§ Prompt
Copy out all of the data below with no alterations.

§ Collection entries
Start of Block
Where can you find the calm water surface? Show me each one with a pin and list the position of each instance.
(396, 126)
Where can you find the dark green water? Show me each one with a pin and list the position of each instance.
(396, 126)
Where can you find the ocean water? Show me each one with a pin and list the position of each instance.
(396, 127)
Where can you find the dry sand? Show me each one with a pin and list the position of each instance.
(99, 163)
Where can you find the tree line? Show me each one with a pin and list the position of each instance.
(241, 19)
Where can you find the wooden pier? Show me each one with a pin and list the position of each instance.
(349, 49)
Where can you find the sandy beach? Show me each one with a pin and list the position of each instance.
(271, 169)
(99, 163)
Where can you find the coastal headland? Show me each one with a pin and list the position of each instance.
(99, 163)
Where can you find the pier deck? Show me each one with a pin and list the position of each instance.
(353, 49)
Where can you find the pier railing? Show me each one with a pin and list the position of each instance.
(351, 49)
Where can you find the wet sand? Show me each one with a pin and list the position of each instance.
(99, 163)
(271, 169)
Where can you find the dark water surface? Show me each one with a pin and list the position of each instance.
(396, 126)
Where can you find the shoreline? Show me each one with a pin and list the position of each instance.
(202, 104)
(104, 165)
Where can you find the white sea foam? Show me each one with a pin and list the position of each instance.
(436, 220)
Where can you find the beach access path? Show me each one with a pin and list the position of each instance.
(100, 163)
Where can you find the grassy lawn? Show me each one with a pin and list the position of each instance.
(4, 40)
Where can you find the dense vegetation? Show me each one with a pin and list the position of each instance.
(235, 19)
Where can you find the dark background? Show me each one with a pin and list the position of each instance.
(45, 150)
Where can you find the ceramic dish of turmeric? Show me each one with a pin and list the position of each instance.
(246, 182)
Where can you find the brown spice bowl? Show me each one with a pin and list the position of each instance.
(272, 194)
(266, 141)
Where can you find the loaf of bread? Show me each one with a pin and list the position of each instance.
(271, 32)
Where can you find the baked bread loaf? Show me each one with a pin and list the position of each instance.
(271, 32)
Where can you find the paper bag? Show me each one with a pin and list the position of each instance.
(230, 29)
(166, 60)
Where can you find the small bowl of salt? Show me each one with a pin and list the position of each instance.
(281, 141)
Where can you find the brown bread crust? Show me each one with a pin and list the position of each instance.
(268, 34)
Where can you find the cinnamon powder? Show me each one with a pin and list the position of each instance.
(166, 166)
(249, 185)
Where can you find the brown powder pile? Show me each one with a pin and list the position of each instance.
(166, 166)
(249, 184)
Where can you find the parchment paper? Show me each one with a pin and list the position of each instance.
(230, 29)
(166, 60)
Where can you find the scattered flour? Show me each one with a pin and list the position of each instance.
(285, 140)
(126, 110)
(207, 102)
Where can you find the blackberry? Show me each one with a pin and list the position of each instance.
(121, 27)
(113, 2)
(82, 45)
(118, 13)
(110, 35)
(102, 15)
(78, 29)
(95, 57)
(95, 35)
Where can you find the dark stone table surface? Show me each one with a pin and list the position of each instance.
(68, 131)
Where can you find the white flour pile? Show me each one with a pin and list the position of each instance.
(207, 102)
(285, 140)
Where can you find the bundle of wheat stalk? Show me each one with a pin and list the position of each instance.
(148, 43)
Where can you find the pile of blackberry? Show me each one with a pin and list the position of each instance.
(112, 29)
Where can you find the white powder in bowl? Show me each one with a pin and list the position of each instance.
End of Block
§ Output for this task
Where can you find the calm water surface? Show me each one with a pin and list the position of each instance.
(396, 126)
Where can you find the dark green water? Show me each one with a pin and list the position of each instance.
(396, 126)
Where can you find the ocean water? Show me each one with a pin and list the position of each instance.
(396, 127)
Where can you find the dry sand? Show me each one with a pin and list the position of each instance.
(99, 163)
Where can you find the tree line? Show me each one with a pin and list the position of each instance.
(241, 19)
Where can you find the wooden pier? Show me each one with a pin and list the position of each instance.
(349, 49)
Where can you find the sandy beach? Show me each one with a pin and list the position of each instance.
(271, 169)
(99, 163)
Where can you find the coastal headland? Show me each one with a pin and list the position of each instance.
(99, 163)
Where can you find the pier deck? Show me each one with a pin and list the position of each instance.
(353, 49)
Where can you find the pier railing? Show me each one with a pin and list the position of each instance.
(351, 49)
Where can you find the wet sand? Show me each one with a pin and list the position of each instance.
(99, 163)
(271, 169)
Where can you find the dark water surface? Show me each one with a pin and list the position of each instance.
(396, 126)
Where can you find the shoreline? Show me each one with a pin and list the position of each instance.
(202, 104)
(104, 165)
Where can you find the white sea foam? Show me each one with a pin and list the position of each instance.
(436, 220)
Where can you find the beach access path? Show me each one with a pin and list the position of each instance.
(100, 163)
Where can you find the grassy lawn? Show me each one with a pin and list the position of each instance.
(4, 40)
Where can you find the dense vegetation? Show me each one with a pin and list the position of each instance.
(235, 19)
Where can you find the dark background? Show me each one with a pin and list the position of each instance.
(45, 150)
Where can you find the ceramic dish of turmeric? Show me each one with a pin and list the position of each instance.
(246, 182)
Where can you find the brown spice bowl? Show me each one with a pin and list the position of each instance.
(272, 194)
(266, 141)
Where can you find the loaf of bread? Show me each one with a pin and list the position of each instance.
(271, 32)
Where can you find the baked bread loaf? Show me each one with a pin and list the position of each instance.
(271, 32)
Where can you find the paper bag? Show me each one with a pin and list the position of each instance.
(230, 29)
(166, 60)
Where can you find the small bowl of salt? Show me each one with a pin and list the position of each instance.
(281, 141)
Where can you find the brown bread crust? Show me each one with a pin and list the position of each instance.
(268, 34)
Where can you find the cinnamon powder? Show me each one with a pin and list the position of each instance.
(166, 166)
(249, 185)
Where can you find the brown powder pile? Show me each one with a pin and list the position of each instance.
(166, 166)
(249, 184)
Where can you find the parchment paper? Show me each one with a pin and list the position of each instance.
(230, 29)
(166, 60)
Where can you find the scattered flour? Show me each one with a pin and list the position of each instance.
(285, 140)
(126, 110)
(207, 102)
Where can you find the blackberry? Show me each one with a pin and list the position of each instance.
(121, 27)
(113, 2)
(82, 45)
(118, 13)
(110, 35)
(102, 15)
(78, 29)
(95, 57)
(95, 35)
Where can you find the dark stone table surface? Show me each one with a pin and list the position of each instance.
(68, 131)
Where can you find the white flour pile? Show me each one with a pin and list the position of each instance.
(207, 102)
(285, 140)
Where can you find the bundle of wheat stalk? Show me each one with a pin and list the position of each instance.
(148, 43)
Where can you find the pile of blackberry? Show me each one with a pin and list the position of each instance.
(112, 29)
Where can you find the white powder in bowl? Show me each one with a pin and list the position of each instance.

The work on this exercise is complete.